> INSTRUCTIONS TO FOLLOW:
Render the material from the line with "One point lands on every instance of the book stall" to the line with "pixel 124 105", both included, as a JSON list of strings with one string per line and no blank lines.

————————

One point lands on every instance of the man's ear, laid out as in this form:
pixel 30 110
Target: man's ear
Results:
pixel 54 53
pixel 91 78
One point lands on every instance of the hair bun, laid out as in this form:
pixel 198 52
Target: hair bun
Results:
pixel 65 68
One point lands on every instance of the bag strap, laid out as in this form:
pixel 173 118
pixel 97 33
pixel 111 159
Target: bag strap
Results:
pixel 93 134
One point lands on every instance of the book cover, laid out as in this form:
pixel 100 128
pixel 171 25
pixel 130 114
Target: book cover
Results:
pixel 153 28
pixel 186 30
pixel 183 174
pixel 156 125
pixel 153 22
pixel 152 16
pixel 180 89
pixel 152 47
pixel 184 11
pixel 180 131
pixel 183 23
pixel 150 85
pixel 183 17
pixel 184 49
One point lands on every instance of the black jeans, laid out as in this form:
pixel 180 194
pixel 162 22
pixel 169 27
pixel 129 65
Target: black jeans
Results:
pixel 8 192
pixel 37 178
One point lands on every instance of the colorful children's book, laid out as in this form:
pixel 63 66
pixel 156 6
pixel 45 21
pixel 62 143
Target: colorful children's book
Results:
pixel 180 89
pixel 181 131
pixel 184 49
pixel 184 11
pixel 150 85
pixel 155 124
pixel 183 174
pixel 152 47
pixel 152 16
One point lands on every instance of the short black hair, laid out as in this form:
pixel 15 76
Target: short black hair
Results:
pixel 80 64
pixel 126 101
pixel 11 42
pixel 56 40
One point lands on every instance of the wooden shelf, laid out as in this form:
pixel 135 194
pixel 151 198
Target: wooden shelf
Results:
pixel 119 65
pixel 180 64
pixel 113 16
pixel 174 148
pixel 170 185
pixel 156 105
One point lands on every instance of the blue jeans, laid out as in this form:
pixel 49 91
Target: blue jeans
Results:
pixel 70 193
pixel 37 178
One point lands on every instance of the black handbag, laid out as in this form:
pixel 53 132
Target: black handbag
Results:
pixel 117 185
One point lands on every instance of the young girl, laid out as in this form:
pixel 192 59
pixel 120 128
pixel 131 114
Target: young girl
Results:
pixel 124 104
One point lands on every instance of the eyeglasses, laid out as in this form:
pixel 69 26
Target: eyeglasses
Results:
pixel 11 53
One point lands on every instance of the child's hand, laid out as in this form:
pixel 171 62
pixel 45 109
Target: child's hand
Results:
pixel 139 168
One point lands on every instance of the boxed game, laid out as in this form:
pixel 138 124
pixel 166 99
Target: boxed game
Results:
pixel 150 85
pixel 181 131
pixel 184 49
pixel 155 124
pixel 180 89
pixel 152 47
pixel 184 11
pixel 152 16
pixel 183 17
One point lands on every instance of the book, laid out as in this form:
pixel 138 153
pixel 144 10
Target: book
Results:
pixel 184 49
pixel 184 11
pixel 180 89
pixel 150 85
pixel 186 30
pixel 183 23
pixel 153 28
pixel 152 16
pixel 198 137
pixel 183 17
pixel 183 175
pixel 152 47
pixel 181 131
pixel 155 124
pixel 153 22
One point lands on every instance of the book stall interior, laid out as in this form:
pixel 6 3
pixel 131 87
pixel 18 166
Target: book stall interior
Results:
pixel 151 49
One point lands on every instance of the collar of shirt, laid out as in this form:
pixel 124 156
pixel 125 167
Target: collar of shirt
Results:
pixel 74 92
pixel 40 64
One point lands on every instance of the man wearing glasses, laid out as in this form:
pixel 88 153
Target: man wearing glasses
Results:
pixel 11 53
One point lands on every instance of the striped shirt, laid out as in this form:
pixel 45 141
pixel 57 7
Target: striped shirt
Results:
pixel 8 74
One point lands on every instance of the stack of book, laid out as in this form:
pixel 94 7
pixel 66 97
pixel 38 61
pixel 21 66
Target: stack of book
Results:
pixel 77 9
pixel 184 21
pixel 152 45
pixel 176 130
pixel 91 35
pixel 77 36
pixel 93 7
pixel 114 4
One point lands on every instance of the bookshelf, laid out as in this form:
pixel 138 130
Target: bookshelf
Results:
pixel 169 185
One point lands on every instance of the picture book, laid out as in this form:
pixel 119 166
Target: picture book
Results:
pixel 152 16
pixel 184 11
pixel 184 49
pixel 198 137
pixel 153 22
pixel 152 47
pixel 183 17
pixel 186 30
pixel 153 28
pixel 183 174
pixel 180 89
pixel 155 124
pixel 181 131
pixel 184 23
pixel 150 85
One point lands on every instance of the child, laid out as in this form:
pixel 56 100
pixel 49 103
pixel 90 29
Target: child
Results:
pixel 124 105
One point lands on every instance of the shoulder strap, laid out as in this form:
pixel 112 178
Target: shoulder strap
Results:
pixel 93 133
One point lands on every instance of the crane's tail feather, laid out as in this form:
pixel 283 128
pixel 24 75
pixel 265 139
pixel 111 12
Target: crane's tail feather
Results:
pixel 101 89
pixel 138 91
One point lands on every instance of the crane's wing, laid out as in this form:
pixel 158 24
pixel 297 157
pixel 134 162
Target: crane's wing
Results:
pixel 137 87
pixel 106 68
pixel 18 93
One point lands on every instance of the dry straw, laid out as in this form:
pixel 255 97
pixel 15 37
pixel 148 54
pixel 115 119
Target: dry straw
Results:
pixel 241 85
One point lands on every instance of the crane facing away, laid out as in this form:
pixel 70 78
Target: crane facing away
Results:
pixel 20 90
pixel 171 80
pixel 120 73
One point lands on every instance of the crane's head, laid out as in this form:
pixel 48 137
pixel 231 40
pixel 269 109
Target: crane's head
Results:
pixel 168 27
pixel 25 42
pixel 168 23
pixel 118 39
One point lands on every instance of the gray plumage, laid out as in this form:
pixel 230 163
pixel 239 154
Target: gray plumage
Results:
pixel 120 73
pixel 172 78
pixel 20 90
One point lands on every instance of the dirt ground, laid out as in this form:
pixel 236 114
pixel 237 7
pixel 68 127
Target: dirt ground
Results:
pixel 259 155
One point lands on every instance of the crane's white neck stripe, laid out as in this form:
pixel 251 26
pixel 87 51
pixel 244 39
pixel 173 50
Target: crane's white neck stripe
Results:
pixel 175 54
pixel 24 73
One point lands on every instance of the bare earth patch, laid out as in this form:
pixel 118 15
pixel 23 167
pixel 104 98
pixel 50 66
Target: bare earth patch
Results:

————————

> CORRECT RESPONSE:
[
  "One point lands on every instance of the book stall interior, laid out as in this form:",
  "pixel 6 3",
  "pixel 131 87",
  "pixel 18 166",
  "Target: book stall interior",
  "Results:",
  "pixel 151 49",
  "One point lands on every instance of the collar of shirt, laid out as in this form:",
  "pixel 124 156",
  "pixel 125 167",
  "Target: collar of shirt",
  "Results:",
  "pixel 74 92",
  "pixel 40 64",
  "One point lands on every instance of the man wearing glasses, laid out as in this form:",
  "pixel 88 153",
  "Target: man wearing glasses",
  "Results:",
  "pixel 11 53",
  "One point lands on every instance of the striped shirt, laid out as in this form:",
  "pixel 45 141",
  "pixel 57 7",
  "Target: striped shirt",
  "Results:",
  "pixel 8 74",
  "One point lands on every instance of the stack of book, laid out as in this form:",
  "pixel 94 7",
  "pixel 66 97",
  "pixel 38 61",
  "pixel 21 66",
  "Target: stack of book",
  "Results:",
  "pixel 77 9",
  "pixel 184 21",
  "pixel 152 45",
  "pixel 176 130",
  "pixel 91 35",
  "pixel 77 36",
  "pixel 93 7",
  "pixel 114 4",
  "One point lands on every instance of the bookshelf, laid out as in this form:",
  "pixel 138 130",
  "Target: bookshelf",
  "Results:",
  "pixel 169 185",
  "One point lands on every instance of the picture book, laid out as in this form:",
  "pixel 119 166",
  "Target: picture book",
  "Results:",
  "pixel 152 16",
  "pixel 184 11",
  "pixel 184 49",
  "pixel 198 137",
  "pixel 153 22",
  "pixel 152 47",
  "pixel 183 17",
  "pixel 186 30",
  "pixel 153 28",
  "pixel 183 174",
  "pixel 180 89",
  "pixel 155 124",
  "pixel 181 131",
  "pixel 184 23",
  "pixel 150 85",
  "One point lands on every instance of the child, laid out as in this form:",
  "pixel 56 100",
  "pixel 49 103",
  "pixel 90 29",
  "Target: child",
  "Results:",
  "pixel 124 105"
]